> **WRITTEN REQUEST 1**: Could you format the entries, starting at the line containing "Could you point at the gray" and ending at the line containing "(1170, 758)", as a numbered list with any blank lines omitted?

> **PROVIDED TEXT**:

Using 680x0 Processors

Now the Amiga 600 is the only Amiga that uses the 68000 processor (except CDTV), many of you want to use the new 68020+ instructions to make your code, faster, better and more fun at parties!

  • How can I tell what processor I am running on?
  • How to optimise for A1200 / 68020
  • Using a 68010 processor

    How can I tell what processor I am running on?

    Look inside your case. Find the large rectangular (or Square) chip, read the label :-)

    Or... 
            move.l  4.w,a6
        move.w  AttnFlags(a6),d0        ; get processor flags
    d0.w is then a bit array which contains the following bits 
    Bit     Meaning if set

0  68010 processor fitted (or 68020/30/40)
1  68020 processor fitted (or 68030/40)
2  68030 processor fitted (or 68040)   [V37+]
3  68040 processor fitted              [V37+]
4  68881 FPU fitted       (or 68882)
5  68882 FPU fitted                    [V37+]
6  68040 FPU fitted                    [V37+]
    The 68040 FPU bit is set when a working 68040 FPU is in the system. If this bit is set and both the 68881 and 68882 bits are not set, then the 68040 math emulation code has not been loaded and only 68040 FPU instructions are available. This bit is valid *ONLY* if the 68040 bit is set.

    Don't forget to check which ROM version you're running.

    DO NOT assume that the system has a >68000 if the word is non-zero! 68881 chips are available on add-on boards without any faster processor.

    And don't assume that a 68000 processor means a 7Mhz 68000. It may well be a 14Mhz processor.

    So, you can use this to determine whether specific processor functions are available (more on 68020 commands in a later issue), but *NOT* to determine values for timing loops. Who knows, Motorola may release a 100Mhz 68020 next year :-) [Editors Note: They didn't! :-) ]

    There is *NO* easy way to check for a Memory Management Unit. The MMU is present in a broken form in many 680EC30 chips.

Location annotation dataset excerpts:

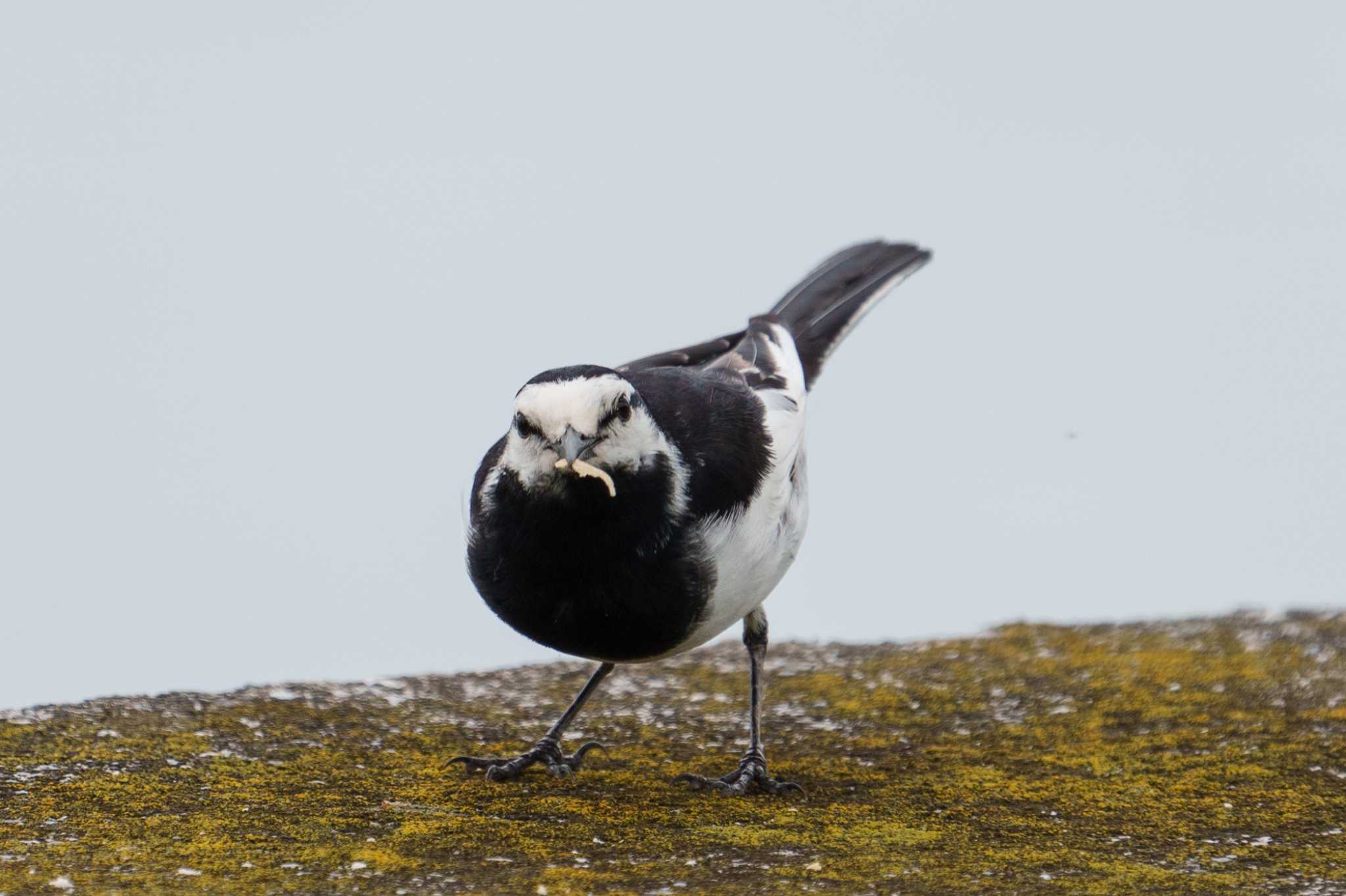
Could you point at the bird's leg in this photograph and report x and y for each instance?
(545, 751)
(751, 771)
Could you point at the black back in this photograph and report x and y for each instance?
(819, 311)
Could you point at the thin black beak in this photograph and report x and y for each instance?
(572, 445)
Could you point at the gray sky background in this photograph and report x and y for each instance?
(272, 273)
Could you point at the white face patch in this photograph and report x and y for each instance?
(551, 407)
(584, 404)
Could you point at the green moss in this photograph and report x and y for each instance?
(1169, 758)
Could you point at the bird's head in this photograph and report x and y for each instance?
(580, 423)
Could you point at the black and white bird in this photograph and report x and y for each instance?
(633, 513)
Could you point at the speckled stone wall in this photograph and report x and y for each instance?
(1201, 757)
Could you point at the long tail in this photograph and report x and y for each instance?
(827, 304)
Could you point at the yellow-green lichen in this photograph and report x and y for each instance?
(1170, 758)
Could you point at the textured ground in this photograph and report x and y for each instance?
(1190, 758)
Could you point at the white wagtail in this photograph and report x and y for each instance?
(633, 513)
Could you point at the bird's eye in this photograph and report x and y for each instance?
(525, 428)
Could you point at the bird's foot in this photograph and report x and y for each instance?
(547, 751)
(749, 775)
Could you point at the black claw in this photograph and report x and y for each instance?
(750, 774)
(547, 752)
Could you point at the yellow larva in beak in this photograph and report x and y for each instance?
(584, 468)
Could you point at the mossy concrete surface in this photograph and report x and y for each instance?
(1202, 757)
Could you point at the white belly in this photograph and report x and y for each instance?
(753, 550)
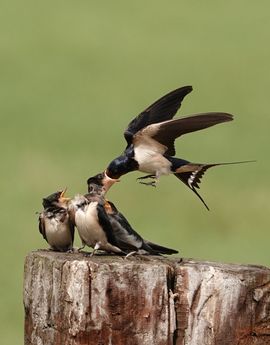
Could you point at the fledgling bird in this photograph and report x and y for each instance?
(150, 143)
(125, 236)
(93, 224)
(55, 224)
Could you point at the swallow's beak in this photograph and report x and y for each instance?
(108, 182)
(62, 197)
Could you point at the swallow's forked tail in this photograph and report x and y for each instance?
(160, 249)
(191, 173)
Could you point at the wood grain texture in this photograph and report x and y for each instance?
(76, 300)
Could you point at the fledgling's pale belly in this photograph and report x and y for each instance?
(58, 233)
(88, 227)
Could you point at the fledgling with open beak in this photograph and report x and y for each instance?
(55, 224)
(126, 238)
(93, 224)
(150, 142)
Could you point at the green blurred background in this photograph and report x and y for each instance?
(74, 73)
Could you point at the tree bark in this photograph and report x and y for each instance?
(71, 299)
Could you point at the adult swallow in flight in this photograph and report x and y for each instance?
(55, 224)
(125, 237)
(93, 224)
(150, 142)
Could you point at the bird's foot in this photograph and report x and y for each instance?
(151, 183)
(145, 177)
(130, 254)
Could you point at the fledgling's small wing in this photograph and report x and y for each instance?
(41, 225)
(123, 231)
(71, 229)
(105, 223)
(166, 132)
(126, 237)
(162, 110)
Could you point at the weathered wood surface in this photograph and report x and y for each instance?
(71, 299)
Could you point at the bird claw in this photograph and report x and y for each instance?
(152, 183)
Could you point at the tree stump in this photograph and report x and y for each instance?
(71, 299)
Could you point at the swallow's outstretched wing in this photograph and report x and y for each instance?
(162, 110)
(166, 132)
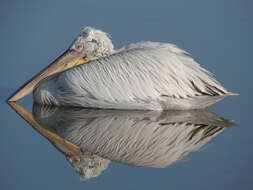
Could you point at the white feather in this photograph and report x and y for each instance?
(145, 75)
(139, 138)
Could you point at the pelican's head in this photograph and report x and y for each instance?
(89, 45)
(92, 44)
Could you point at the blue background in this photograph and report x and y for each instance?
(217, 33)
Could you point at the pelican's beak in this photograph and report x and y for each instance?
(66, 61)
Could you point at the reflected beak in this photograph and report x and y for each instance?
(66, 61)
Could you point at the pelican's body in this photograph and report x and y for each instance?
(144, 76)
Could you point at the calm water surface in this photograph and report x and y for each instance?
(124, 149)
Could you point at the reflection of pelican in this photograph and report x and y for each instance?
(146, 75)
(87, 164)
(139, 138)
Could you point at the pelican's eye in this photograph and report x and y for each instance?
(95, 41)
(78, 47)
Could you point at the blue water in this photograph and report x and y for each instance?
(218, 35)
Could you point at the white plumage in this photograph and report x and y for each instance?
(145, 75)
(138, 138)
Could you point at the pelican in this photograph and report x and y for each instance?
(140, 76)
(91, 138)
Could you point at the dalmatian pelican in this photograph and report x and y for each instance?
(140, 76)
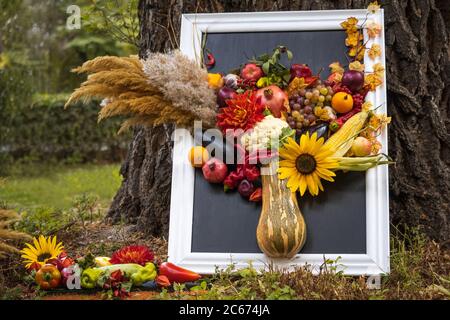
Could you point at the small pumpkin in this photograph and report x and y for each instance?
(342, 102)
(281, 231)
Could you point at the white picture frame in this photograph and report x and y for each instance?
(376, 259)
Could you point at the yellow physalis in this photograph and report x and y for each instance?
(374, 51)
(378, 69)
(377, 121)
(357, 66)
(336, 67)
(367, 106)
(372, 81)
(373, 29)
(324, 113)
(350, 25)
(373, 7)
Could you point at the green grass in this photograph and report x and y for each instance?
(58, 186)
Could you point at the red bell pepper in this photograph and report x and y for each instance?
(177, 274)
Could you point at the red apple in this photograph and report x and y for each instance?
(251, 72)
(273, 98)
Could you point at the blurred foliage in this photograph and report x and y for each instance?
(44, 189)
(37, 52)
(117, 17)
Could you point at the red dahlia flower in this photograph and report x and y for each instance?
(133, 254)
(243, 112)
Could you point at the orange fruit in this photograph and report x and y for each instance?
(342, 102)
(198, 156)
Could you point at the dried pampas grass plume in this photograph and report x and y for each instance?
(164, 88)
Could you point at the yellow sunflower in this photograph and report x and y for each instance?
(306, 164)
(44, 249)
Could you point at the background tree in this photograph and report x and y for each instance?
(418, 68)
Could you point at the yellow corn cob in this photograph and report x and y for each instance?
(342, 140)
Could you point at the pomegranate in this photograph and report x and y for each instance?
(214, 170)
(273, 98)
(251, 72)
(300, 71)
(354, 80)
(361, 147)
(224, 94)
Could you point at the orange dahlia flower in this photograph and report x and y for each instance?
(243, 112)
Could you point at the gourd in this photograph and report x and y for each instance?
(281, 231)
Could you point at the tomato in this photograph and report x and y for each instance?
(48, 277)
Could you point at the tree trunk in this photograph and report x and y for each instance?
(418, 68)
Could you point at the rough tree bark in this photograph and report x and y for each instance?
(418, 69)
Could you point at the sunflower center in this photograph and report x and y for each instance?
(305, 163)
(44, 257)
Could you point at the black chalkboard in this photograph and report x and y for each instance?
(336, 221)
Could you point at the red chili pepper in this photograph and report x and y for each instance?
(256, 196)
(177, 274)
(211, 60)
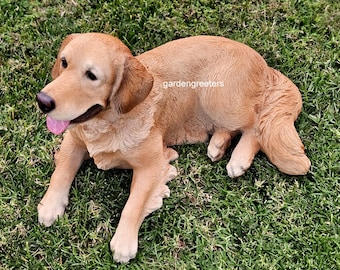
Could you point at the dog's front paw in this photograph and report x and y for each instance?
(49, 209)
(237, 168)
(218, 144)
(124, 248)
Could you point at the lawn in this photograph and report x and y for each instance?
(262, 220)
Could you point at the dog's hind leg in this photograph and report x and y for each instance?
(243, 154)
(218, 144)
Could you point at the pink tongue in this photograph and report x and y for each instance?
(55, 126)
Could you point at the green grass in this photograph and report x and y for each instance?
(262, 220)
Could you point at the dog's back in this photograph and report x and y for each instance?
(226, 85)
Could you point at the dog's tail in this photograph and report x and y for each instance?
(278, 137)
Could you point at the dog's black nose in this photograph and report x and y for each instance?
(45, 102)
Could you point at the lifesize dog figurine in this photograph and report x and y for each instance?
(124, 111)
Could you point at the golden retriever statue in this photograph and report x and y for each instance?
(124, 112)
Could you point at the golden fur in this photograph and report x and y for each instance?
(140, 118)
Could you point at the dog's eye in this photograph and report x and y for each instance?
(91, 76)
(63, 62)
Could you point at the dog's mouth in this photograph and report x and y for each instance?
(57, 127)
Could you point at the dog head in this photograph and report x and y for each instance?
(93, 72)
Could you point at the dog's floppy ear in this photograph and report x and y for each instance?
(132, 85)
(56, 67)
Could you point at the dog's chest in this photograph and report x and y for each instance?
(109, 144)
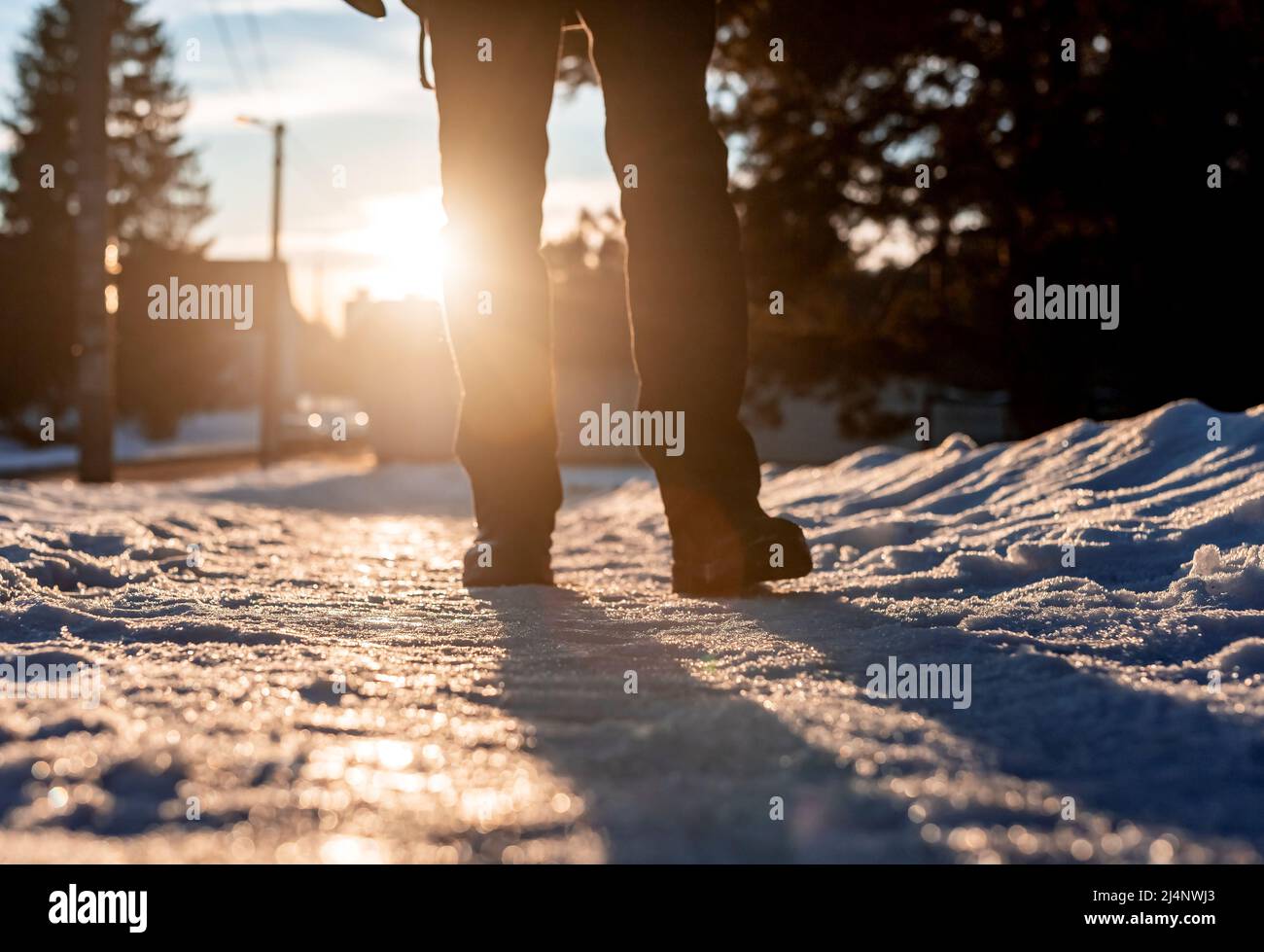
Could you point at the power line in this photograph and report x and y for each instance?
(222, 26)
(257, 47)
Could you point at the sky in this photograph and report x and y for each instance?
(346, 88)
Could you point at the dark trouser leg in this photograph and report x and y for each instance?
(494, 71)
(685, 278)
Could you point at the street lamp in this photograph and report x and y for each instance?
(269, 400)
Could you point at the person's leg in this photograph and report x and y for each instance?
(494, 66)
(686, 286)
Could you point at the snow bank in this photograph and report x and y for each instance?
(1104, 582)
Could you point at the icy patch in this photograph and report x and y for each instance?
(289, 655)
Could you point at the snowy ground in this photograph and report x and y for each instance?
(496, 725)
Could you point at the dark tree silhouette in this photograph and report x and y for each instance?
(156, 194)
(1085, 169)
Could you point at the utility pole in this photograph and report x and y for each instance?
(93, 308)
(269, 395)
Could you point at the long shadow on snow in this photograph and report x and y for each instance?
(681, 770)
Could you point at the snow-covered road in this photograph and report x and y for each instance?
(290, 670)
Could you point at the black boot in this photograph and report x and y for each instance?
(727, 563)
(509, 560)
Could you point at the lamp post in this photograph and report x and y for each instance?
(93, 303)
(269, 396)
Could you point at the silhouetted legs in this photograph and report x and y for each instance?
(686, 286)
(685, 282)
(494, 68)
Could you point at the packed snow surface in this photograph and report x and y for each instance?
(290, 669)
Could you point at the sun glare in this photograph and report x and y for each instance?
(401, 247)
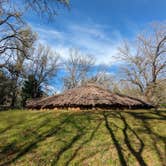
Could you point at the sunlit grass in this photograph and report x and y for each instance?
(131, 137)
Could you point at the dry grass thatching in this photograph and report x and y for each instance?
(87, 97)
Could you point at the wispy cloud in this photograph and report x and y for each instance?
(89, 38)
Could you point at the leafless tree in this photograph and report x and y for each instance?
(146, 59)
(77, 68)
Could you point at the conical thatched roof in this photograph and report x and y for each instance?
(88, 96)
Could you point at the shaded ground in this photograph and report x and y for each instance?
(83, 138)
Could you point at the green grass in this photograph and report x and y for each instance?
(85, 138)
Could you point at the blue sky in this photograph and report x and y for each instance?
(97, 27)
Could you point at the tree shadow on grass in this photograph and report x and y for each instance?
(19, 152)
(83, 143)
(115, 140)
(136, 153)
(153, 135)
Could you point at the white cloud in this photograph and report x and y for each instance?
(90, 39)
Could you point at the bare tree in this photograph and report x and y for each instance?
(146, 60)
(77, 68)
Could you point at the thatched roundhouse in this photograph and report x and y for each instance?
(87, 97)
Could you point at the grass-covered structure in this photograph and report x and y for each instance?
(89, 96)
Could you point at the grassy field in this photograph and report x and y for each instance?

> **WRITTEN REQUEST 2**: Can you resume the text on using 680x0 processors on the Amiga from where it stops?

> **EXERCISE ANSWER 1**:
1. Could you point at the gray sky background in this photograph and report x and y for each instance?
2. (272, 273)
3. Could you point at the white face patch in this photograph and report x and y for each instance?
4. (551, 407)
5. (584, 404)
6. Could you point at the green moss in this photograph and report x and y for each instance?
7. (1169, 758)
8. Could you point at the bird's head in this photograph and report x and y for each instance?
9. (580, 423)
10. Could you point at the black and white bird in this photograph and report x and y for each instance?
11. (633, 513)
12. Could you point at the speckled stone wall in this photograph and report x and y for each instance?
13. (1201, 757)
14. Could you point at the long tail in this photograph and report x and y for each instance?
15. (827, 304)
16. Could you point at the yellow-green lichen in this photograph and report x and y for each instance?
17. (1170, 758)

> **EXERCISE ANSWER 2**:
    A1200 speed issues

    The A1200 has a fairly large number of wait-states when accessing chip-ram. ROM is zero wait-states. Due to the slow RAM speed, it may be better to use calculations for some things that you might have used tables for on the A500.

    Add-on RAM will probably be faster than chip-ram, so it is worth segmenting your game so that parts of it can go into fast-ram if available.

    For good performance, it is critical that you code your important loops to execute entirely from the on-chip 256-byte cache. A straight line loop 258 bytes long will execute slower than a 254 byte one.

    A loop of 258 bytes will only cause a cache miss (a word at either the beginning or the end of the loop). Only a loop of 512 bytes will cause the entire cache to miss. Of course a loop of 254 bytes will be faster than one of 258 bytes, but only marginally.

    The '020 is a 32 bit chip. Longword accesses will be twice as fast when they are aligned on a long-word boundary. Aligning the entry points of routines on 32 bit boundaries can help, also. You should also make sure that the stack is always long-word aligned.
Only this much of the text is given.